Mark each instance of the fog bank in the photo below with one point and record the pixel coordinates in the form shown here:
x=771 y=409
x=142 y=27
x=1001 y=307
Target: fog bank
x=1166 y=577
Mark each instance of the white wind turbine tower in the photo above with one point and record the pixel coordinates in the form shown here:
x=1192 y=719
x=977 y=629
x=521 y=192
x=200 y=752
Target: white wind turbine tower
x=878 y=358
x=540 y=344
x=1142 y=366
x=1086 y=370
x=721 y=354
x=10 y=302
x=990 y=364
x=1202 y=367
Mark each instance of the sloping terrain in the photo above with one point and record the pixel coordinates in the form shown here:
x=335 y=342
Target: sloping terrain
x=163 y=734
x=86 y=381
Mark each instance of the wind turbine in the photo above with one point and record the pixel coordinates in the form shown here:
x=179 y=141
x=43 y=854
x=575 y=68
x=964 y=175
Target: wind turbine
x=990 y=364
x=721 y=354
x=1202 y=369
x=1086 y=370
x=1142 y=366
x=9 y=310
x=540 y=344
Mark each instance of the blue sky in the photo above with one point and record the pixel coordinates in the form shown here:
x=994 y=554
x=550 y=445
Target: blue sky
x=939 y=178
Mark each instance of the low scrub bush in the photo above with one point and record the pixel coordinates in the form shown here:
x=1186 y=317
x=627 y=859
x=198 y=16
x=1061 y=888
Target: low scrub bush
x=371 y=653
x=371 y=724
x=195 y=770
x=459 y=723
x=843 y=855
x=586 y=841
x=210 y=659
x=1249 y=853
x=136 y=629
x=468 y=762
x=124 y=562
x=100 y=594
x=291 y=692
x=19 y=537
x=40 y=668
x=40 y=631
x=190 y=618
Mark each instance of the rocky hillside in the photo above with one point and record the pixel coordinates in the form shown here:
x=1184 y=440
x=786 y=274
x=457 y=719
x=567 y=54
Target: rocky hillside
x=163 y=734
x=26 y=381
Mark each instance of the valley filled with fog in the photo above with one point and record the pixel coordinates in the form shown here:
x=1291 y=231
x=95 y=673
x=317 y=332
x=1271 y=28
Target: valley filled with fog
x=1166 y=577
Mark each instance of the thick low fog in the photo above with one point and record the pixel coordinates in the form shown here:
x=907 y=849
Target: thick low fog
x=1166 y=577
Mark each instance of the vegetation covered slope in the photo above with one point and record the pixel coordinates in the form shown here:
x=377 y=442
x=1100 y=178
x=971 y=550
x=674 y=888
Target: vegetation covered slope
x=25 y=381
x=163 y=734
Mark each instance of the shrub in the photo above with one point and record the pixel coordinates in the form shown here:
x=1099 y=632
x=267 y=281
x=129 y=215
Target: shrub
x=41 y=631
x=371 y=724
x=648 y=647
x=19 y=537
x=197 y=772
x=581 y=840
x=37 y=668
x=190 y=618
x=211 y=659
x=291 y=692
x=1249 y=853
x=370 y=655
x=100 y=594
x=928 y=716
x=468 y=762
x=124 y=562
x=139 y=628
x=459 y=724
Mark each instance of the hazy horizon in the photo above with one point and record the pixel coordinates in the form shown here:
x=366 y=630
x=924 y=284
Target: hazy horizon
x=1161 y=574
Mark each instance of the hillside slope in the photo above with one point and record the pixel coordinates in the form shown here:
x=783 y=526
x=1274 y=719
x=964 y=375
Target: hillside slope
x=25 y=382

::::::

WORK TO BE COMPLETED
Reproduce the entire listing word for word.

RESULT
Mark each instance of the fog bank in the photo below with one point and record the pixel coordinates in the form shown here:
x=771 y=409
x=142 y=27
x=1001 y=307
Target: fog bank
x=1166 y=577
Mark each instance of the white wind turbine tower in the photo above with one point and record the pixel coordinates in the form shown here:
x=1192 y=719
x=977 y=629
x=521 y=192
x=200 y=752
Target: white wind turbine tower
x=878 y=358
x=540 y=344
x=1142 y=366
x=1086 y=370
x=721 y=354
x=10 y=302
x=990 y=364
x=1202 y=367
Mark each instance of the sloping terrain in the photo above with one point and record the pixel coordinates in the form shown here:
x=335 y=342
Target: sloping terrain
x=163 y=734
x=86 y=381
Mark each instance of the wind turbine in the photo above with one point and record the pixel coordinates in the form shown here:
x=179 y=141
x=43 y=854
x=575 y=68
x=964 y=175
Target: wind turbine
x=990 y=364
x=721 y=354
x=1202 y=369
x=1086 y=370
x=1142 y=366
x=9 y=310
x=540 y=344
Mark each instance of the blue sky in the photo above with one point and record the pixel coordinates in the form shown here:
x=994 y=554
x=550 y=445
Target: blue sky
x=939 y=178
Mark each instance of the low scrub bush in the photo above with one point and record the pixel coordinates in the form shown here:
x=1186 y=317
x=627 y=859
x=198 y=16
x=1061 y=888
Target: low scrub bush
x=371 y=653
x=371 y=724
x=195 y=770
x=459 y=723
x=843 y=855
x=586 y=841
x=210 y=659
x=1249 y=853
x=136 y=629
x=468 y=762
x=124 y=562
x=100 y=594
x=291 y=692
x=19 y=537
x=40 y=668
x=40 y=631
x=190 y=618
Mark each instance of the rocky hillside in the photo above with one point and record the pixel coordinates in the form shown here:
x=1184 y=440
x=786 y=274
x=457 y=719
x=567 y=54
Target: rocky hillside
x=163 y=734
x=26 y=381
Mark each instance of the valley filled with fog in the photo above with one point and record the pixel coordinates in the form shown here:
x=1291 y=231
x=95 y=673
x=317 y=332
x=1271 y=28
Target: valley filled with fog
x=1166 y=577
Mark each instance of the thick low fog in the photo above with one point and record the pixel coordinates in the form shown here:
x=907 y=849
Target: thick low fog
x=1166 y=577
Mark each instance of the vegetation covered slope in the photo above with one point and record the pixel coordinates in the form shown here:
x=377 y=442
x=1100 y=178
x=971 y=550
x=674 y=888
Target: vegetation covered slope
x=25 y=381
x=163 y=734
Mark each instance of the shrub in the photo above with one point and record the pixel coordinates in the form shown here:
x=1099 y=632
x=267 y=281
x=129 y=215
Target: shrub
x=41 y=631
x=371 y=724
x=648 y=647
x=19 y=537
x=197 y=772
x=581 y=840
x=37 y=668
x=190 y=618
x=211 y=659
x=291 y=692
x=1249 y=853
x=370 y=655
x=100 y=594
x=928 y=716
x=468 y=762
x=124 y=562
x=139 y=628
x=459 y=724
Mark each instance of the hazy horizon in the photo above with one point and record the pixel coordinates in the form shown here:
x=366 y=630
x=924 y=284
Target: hazy horizon
x=1161 y=574
Mark each instance of the hillside slope in the photo above with one point and record the pixel coordinates in the form shown here:
x=783 y=526
x=1274 y=719
x=964 y=375
Target: hillside slope
x=25 y=382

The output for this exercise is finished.